## 과제 내용
자료에서 "corner" 문자열이 들어 있는 줄을 모두 추출해 주겠어요? 대소문자는 구분합니다.
╭──
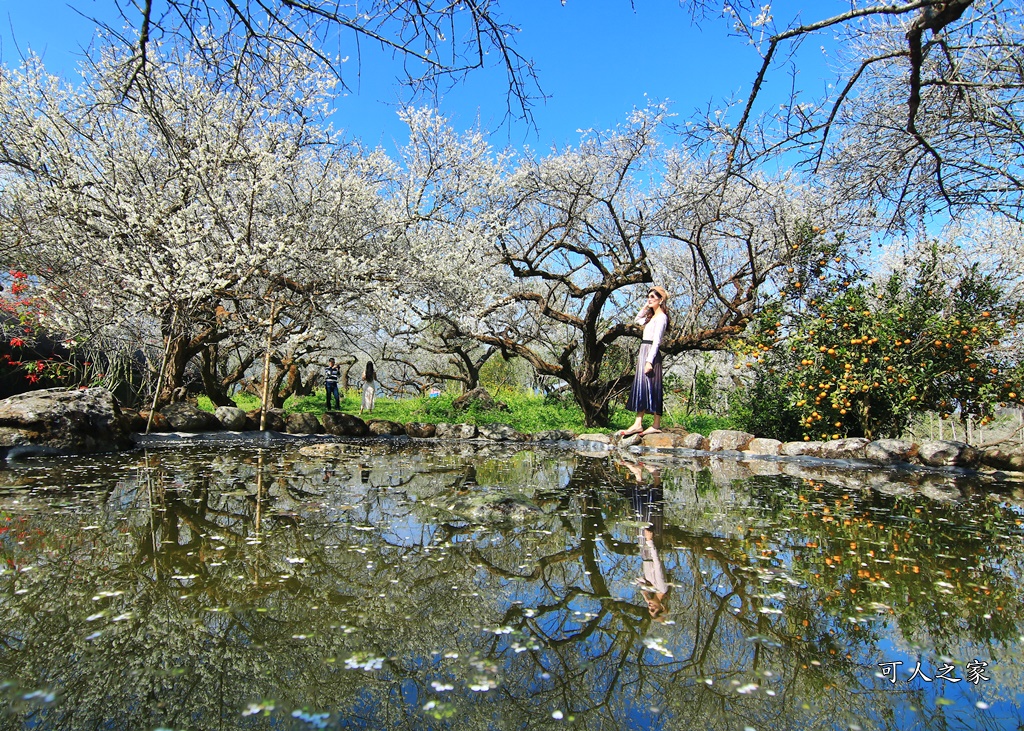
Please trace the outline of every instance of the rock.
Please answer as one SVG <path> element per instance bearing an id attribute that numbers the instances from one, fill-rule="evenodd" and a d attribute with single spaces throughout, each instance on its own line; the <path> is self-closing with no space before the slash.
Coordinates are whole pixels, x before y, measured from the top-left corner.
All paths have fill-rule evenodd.
<path id="1" fill-rule="evenodd" d="M 437 433 L 437 427 L 433 424 L 423 424 L 421 422 L 413 422 L 406 425 L 406 434 L 409 436 L 415 436 L 419 439 L 429 439 Z"/>
<path id="2" fill-rule="evenodd" d="M 909 462 L 918 456 L 918 445 L 903 439 L 877 439 L 864 446 L 864 459 L 878 465 Z"/>
<path id="3" fill-rule="evenodd" d="M 962 441 L 926 441 L 918 447 L 918 457 L 929 467 L 973 467 L 980 454 Z"/>
<path id="4" fill-rule="evenodd" d="M 184 401 L 170 403 L 161 408 L 160 413 L 167 419 L 172 431 L 220 431 L 217 417 Z"/>
<path id="5" fill-rule="evenodd" d="M 539 431 L 530 436 L 531 441 L 572 441 L 575 433 L 565 429 L 550 429 Z"/>
<path id="6" fill-rule="evenodd" d="M 997 470 L 1024 472 L 1024 446 L 986 446 L 981 450 L 981 463 Z"/>
<path id="7" fill-rule="evenodd" d="M 246 417 L 253 420 L 253 425 L 255 429 L 253 431 L 259 431 L 260 423 L 260 411 L 258 408 L 247 412 Z M 285 424 L 285 412 L 281 408 L 268 408 L 266 412 L 266 429 L 264 431 L 287 431 L 288 426 Z"/>
<path id="8" fill-rule="evenodd" d="M 787 441 L 778 454 L 785 457 L 820 457 L 823 444 L 821 441 Z"/>
<path id="9" fill-rule="evenodd" d="M 246 413 L 238 406 L 217 406 L 213 411 L 213 416 L 227 431 L 245 431 Z"/>
<path id="10" fill-rule="evenodd" d="M 299 448 L 299 454 L 303 457 L 343 457 L 349 448 L 349 444 L 325 441 L 317 444 L 306 444 Z"/>
<path id="11" fill-rule="evenodd" d="M 104 388 L 49 388 L 0 401 L 0 456 L 85 455 L 130 444 L 118 402 Z"/>
<path id="12" fill-rule="evenodd" d="M 315 414 L 299 412 L 285 417 L 285 430 L 289 434 L 319 434 L 324 427 Z"/>
<path id="13" fill-rule="evenodd" d="M 496 401 L 485 388 L 474 388 L 472 391 L 466 391 L 466 393 L 452 401 L 452 406 L 454 408 L 465 410 L 473 405 L 474 401 L 480 408 L 486 411 L 497 408 L 498 411 L 507 412 L 509 408 L 507 404 Z"/>
<path id="14" fill-rule="evenodd" d="M 477 436 L 490 441 L 525 441 L 526 437 L 508 424 L 484 424 L 477 428 Z"/>
<path id="15" fill-rule="evenodd" d="M 750 451 L 746 454 L 751 455 Z M 751 457 L 743 461 L 743 464 L 746 465 L 746 469 L 751 471 L 752 475 L 768 476 L 782 474 L 782 462 L 778 460 L 761 460 L 758 459 L 759 457 L 751 455 Z"/>
<path id="16" fill-rule="evenodd" d="M 782 448 L 782 442 L 778 439 L 764 439 L 762 437 L 757 437 L 756 439 L 751 439 L 750 443 L 746 445 L 745 451 L 749 455 L 778 455 L 779 449 Z"/>
<path id="17" fill-rule="evenodd" d="M 754 439 L 754 435 L 745 431 L 716 429 L 708 435 L 708 449 L 711 451 L 741 450 L 746 448 L 752 439 Z"/>
<path id="18" fill-rule="evenodd" d="M 683 446 L 686 437 L 672 432 L 662 432 L 660 434 L 647 434 L 640 437 L 640 443 L 654 449 L 674 449 Z"/>
<path id="19" fill-rule="evenodd" d="M 130 433 L 145 431 L 145 419 L 134 408 L 122 408 L 121 427 Z"/>
<path id="20" fill-rule="evenodd" d="M 472 439 L 476 436 L 474 424 L 438 424 L 435 434 L 438 439 Z"/>
<path id="21" fill-rule="evenodd" d="M 171 429 L 170 422 L 164 417 L 160 412 L 153 413 L 153 421 L 150 421 L 150 412 L 139 412 L 139 417 L 142 418 L 142 428 L 139 429 L 140 432 L 145 431 L 145 427 L 150 425 L 151 432 L 164 433 L 169 431 L 174 431 Z"/>
<path id="22" fill-rule="evenodd" d="M 831 439 L 821 445 L 818 456 L 825 460 L 863 460 L 867 443 L 867 439 L 862 437 Z"/>
<path id="23" fill-rule="evenodd" d="M 683 437 L 683 447 L 687 449 L 708 449 L 708 437 L 703 434 L 692 432 Z"/>
<path id="24" fill-rule="evenodd" d="M 367 423 L 351 414 L 326 412 L 322 417 L 324 431 L 335 436 L 366 436 L 370 433 Z"/>
<path id="25" fill-rule="evenodd" d="M 406 427 L 398 422 L 389 422 L 385 419 L 373 419 L 367 422 L 367 428 L 372 436 L 404 436 Z"/>
<path id="26" fill-rule="evenodd" d="M 686 427 L 662 427 L 662 431 L 669 434 L 679 434 L 679 436 L 686 436 L 690 433 L 690 430 Z"/>
<path id="27" fill-rule="evenodd" d="M 751 472 L 749 462 L 737 460 L 714 459 L 709 468 L 712 480 L 718 485 L 729 485 L 736 480 L 746 480 L 754 474 Z"/>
╰──
## 연습 풀이
Coordinates are whole pixels, x before y, measured from the top-left corner.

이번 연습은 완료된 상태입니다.